# Instructions for the task
Word for word, restate each of the entries below, and drop every picture.

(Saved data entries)
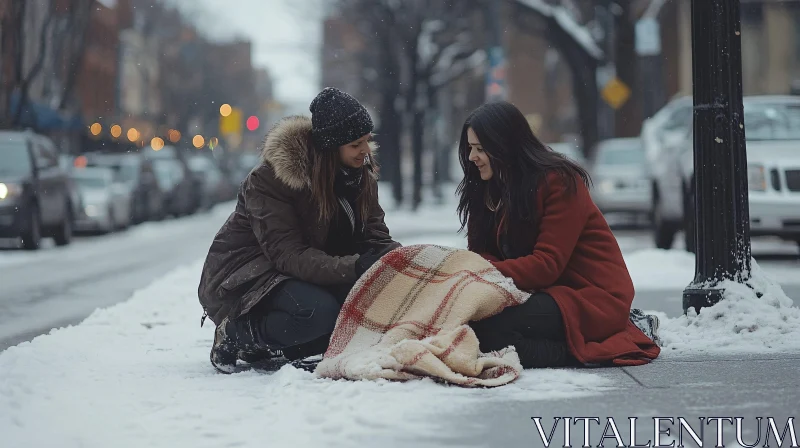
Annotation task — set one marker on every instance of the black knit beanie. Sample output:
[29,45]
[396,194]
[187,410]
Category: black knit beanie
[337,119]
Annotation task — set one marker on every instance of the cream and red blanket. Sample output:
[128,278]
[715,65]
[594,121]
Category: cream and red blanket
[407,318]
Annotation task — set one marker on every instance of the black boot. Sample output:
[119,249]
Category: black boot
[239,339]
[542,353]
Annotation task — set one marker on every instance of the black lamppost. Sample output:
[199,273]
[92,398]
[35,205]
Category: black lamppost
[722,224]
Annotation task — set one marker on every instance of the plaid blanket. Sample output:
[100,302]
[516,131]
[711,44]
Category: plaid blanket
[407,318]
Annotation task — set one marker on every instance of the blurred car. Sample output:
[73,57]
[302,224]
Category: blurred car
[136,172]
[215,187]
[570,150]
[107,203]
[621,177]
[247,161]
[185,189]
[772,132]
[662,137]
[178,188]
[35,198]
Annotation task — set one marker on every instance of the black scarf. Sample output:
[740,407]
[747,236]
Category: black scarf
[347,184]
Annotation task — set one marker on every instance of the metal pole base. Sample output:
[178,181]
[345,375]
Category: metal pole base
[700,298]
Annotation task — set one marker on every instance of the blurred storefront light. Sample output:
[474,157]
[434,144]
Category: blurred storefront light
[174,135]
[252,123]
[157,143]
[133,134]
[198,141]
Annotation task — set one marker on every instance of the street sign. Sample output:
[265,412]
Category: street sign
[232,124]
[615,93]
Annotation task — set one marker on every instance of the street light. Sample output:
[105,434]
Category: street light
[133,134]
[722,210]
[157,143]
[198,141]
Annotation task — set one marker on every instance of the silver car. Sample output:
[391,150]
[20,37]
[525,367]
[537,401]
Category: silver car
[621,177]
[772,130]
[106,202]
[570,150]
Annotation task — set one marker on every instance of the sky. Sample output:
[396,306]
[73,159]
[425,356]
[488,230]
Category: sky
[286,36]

# Solution below
Annotation task — set one marker on every instance of the black knit beanie. Sample output:
[29,45]
[396,194]
[187,410]
Category: black knit beanie
[337,119]
Annotation task — set one marker on every instance of the cream and red blanket. Sample output:
[128,278]
[715,65]
[594,121]
Category: cream and red blanket
[407,318]
Annotation task — set one marker on every instance of the black boot. Sample output:
[119,249]
Category: black boot
[239,339]
[542,353]
Annotation task — set one marker on every instance of the black lamppost. Sample output:
[199,273]
[92,398]
[35,205]
Category: black lamppost
[722,224]
Annotation task — set one marker on every instance of the plaid blanket. Sample output:
[100,302]
[516,131]
[711,44]
Category: plaid blanket
[407,318]
Annotation task — set one marker on every instance of the blurred car. Sample output:
[73,57]
[302,224]
Category: blurred car
[136,172]
[215,187]
[570,150]
[107,203]
[621,177]
[247,161]
[185,189]
[772,132]
[662,137]
[178,188]
[35,198]
Annotation task — set one marker on every instance of the black scarf. Sample output:
[740,407]
[747,236]
Category: black scarf
[347,184]
Annotation task — set one marker on every instance of the metal pole base. Sample output:
[178,181]
[345,375]
Category: metal pole base
[700,298]
Annotation task — set one marker on every instance of the blurred storefront light. Sample output:
[474,157]
[434,144]
Category: blurred storefront light
[174,135]
[252,123]
[157,143]
[133,134]
[198,141]
Annotation task — set one marker on every instance of the street sign. Sample output:
[265,412]
Category: street sign
[232,124]
[615,93]
Annotation task — set one marker on every instance of the street light. Sample output:
[105,434]
Category: street light
[133,134]
[722,210]
[157,143]
[198,141]
Annotation task — set one marker on every instance of the silver car. Sample output:
[391,150]
[20,37]
[525,367]
[537,401]
Category: silver car
[621,177]
[772,130]
[106,202]
[570,150]
Annotation task — set one marker on every instance of the sky. Sample output:
[396,306]
[73,159]
[425,356]
[488,230]
Category: sky
[286,36]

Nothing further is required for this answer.